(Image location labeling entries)
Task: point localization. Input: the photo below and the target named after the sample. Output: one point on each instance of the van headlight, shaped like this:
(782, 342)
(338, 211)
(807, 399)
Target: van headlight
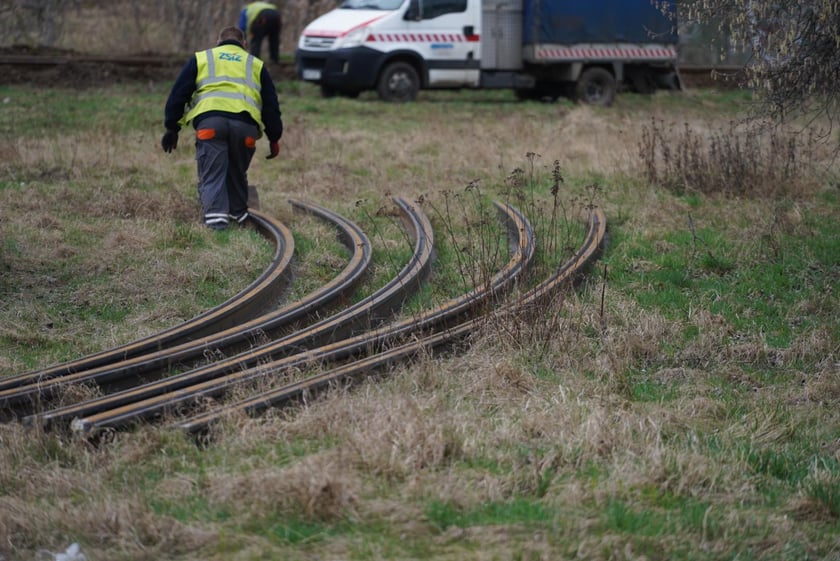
(352, 39)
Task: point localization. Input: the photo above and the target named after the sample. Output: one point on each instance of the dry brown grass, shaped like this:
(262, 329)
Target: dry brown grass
(539, 407)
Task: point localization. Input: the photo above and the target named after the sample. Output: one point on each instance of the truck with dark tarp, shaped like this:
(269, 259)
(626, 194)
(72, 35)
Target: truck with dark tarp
(541, 49)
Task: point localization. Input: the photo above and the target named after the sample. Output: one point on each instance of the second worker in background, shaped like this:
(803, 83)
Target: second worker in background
(258, 21)
(229, 97)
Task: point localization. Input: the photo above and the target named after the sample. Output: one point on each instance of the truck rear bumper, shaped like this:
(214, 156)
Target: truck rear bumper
(353, 69)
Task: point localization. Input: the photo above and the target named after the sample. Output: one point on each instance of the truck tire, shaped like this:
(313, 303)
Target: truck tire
(398, 82)
(596, 86)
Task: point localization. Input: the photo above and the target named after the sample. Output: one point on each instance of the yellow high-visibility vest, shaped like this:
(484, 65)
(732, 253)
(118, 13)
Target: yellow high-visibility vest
(228, 79)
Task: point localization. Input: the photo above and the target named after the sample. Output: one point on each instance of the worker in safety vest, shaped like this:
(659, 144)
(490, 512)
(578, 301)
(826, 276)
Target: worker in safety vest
(228, 96)
(260, 20)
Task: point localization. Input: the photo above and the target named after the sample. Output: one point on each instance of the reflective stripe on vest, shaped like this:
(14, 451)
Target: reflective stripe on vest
(228, 79)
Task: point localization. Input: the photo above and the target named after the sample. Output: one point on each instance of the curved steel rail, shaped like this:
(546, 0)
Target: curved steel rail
(133, 407)
(253, 405)
(135, 370)
(243, 306)
(342, 324)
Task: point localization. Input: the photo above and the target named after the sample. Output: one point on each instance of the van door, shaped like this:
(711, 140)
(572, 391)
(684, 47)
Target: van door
(446, 33)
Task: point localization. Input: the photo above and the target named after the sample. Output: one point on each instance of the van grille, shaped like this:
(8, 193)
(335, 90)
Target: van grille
(318, 43)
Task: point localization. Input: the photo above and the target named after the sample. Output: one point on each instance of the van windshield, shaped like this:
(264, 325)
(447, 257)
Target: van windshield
(371, 4)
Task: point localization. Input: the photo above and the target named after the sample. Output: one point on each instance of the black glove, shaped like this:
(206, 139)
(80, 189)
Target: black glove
(169, 141)
(274, 149)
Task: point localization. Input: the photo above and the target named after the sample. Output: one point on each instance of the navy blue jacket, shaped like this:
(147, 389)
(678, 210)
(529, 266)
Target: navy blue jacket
(185, 86)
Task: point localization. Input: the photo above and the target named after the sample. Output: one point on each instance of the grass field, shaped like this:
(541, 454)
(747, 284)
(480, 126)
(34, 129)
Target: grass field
(680, 404)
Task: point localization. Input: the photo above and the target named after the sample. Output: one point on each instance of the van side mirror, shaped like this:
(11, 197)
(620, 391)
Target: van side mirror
(414, 11)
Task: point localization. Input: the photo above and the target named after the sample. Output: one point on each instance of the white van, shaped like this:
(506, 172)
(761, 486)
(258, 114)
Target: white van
(539, 48)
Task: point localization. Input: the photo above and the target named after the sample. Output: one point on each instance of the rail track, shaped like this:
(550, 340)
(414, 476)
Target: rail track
(353, 341)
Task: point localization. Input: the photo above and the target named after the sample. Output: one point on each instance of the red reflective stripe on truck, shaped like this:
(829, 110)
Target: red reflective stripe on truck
(626, 53)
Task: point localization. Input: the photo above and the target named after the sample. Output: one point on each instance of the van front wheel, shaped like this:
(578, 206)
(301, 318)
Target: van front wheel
(398, 83)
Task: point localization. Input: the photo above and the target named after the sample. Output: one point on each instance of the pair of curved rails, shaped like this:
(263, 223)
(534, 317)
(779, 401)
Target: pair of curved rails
(131, 374)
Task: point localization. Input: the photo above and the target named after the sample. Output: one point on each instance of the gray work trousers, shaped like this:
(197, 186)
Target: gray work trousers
(223, 151)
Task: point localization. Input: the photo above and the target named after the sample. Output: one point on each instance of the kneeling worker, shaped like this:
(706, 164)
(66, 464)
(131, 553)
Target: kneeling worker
(261, 20)
(229, 98)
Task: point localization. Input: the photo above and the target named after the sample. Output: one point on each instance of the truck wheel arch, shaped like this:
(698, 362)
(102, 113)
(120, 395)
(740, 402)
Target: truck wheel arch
(596, 85)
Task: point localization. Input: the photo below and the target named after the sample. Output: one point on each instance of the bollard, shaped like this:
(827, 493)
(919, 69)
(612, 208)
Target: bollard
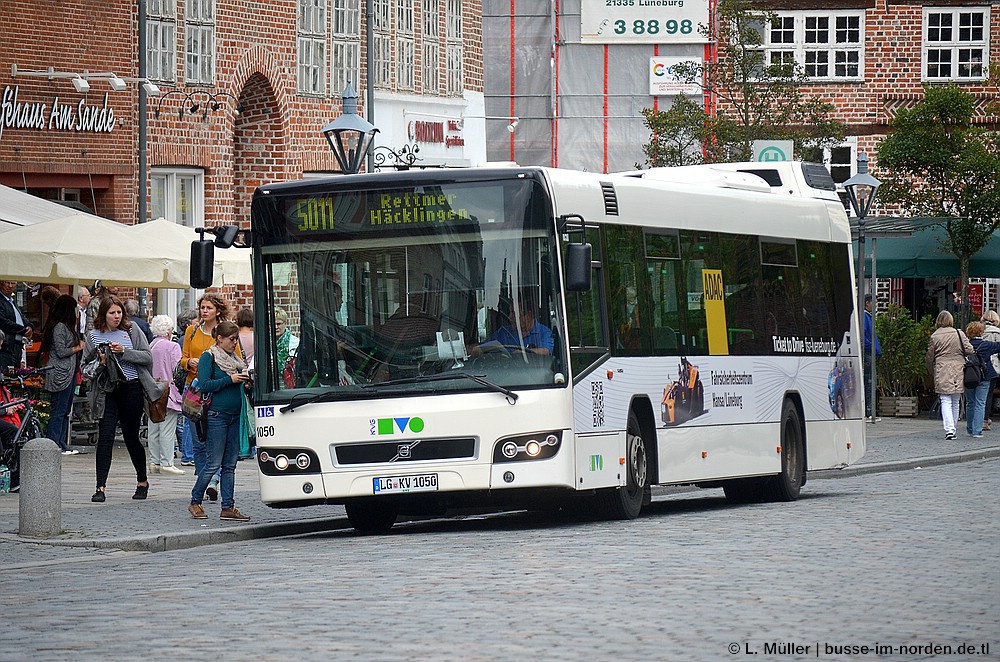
(40, 503)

**Written request:** Without any pictures, reproduce exactly the lines from the line that contains "the red reflective" to the end of the entries above, both ends included.

**Exercise result:**
Task: point localization. Input: the photo above and the target named after the sample. Output: one point on each instance of the red reflective stripe on truck, shaped like this:
(829, 110)
Target: red reflective stripe on truck
(626, 53)
Task: point localization. Input: the photo above and the target named after the sample. Output: one point on each instance of the van front wheel, shaped like this:
(578, 206)
(301, 318)
Target: van front wheel
(398, 83)
Task: point localization. Input: the photo above and the target named after the sample. Output: one point on each instance of the pair of curved rails, shaped like this:
(263, 223)
(534, 317)
(779, 401)
Target: pair of curved rails
(131, 374)
Task: point localization. Input: the photo above and the target named after the sample. Output: one point on each instance of the gray work trousers, shaped like this:
(197, 186)
Target: gray work trousers
(223, 151)
Task: point localization. Input: the photo above and the target named after the sample. Output: one point on each instance of the kneeling worker, shaped like this:
(706, 164)
(66, 464)
(131, 553)
Target: kneeling worker
(261, 20)
(229, 98)
Task: point localization. Input: the photo above and the target named after the sample. Output: one point on each instance of the truck wheel arch, shaped like this:
(698, 362)
(102, 113)
(120, 395)
(740, 402)
Target: truck wheel arch
(596, 85)
Task: point localization. Input: the photo below and the target named after the sample. Output: one point on each instance of the bollard, shaped like this:
(827, 493)
(919, 69)
(612, 208)
Target: bollard
(40, 503)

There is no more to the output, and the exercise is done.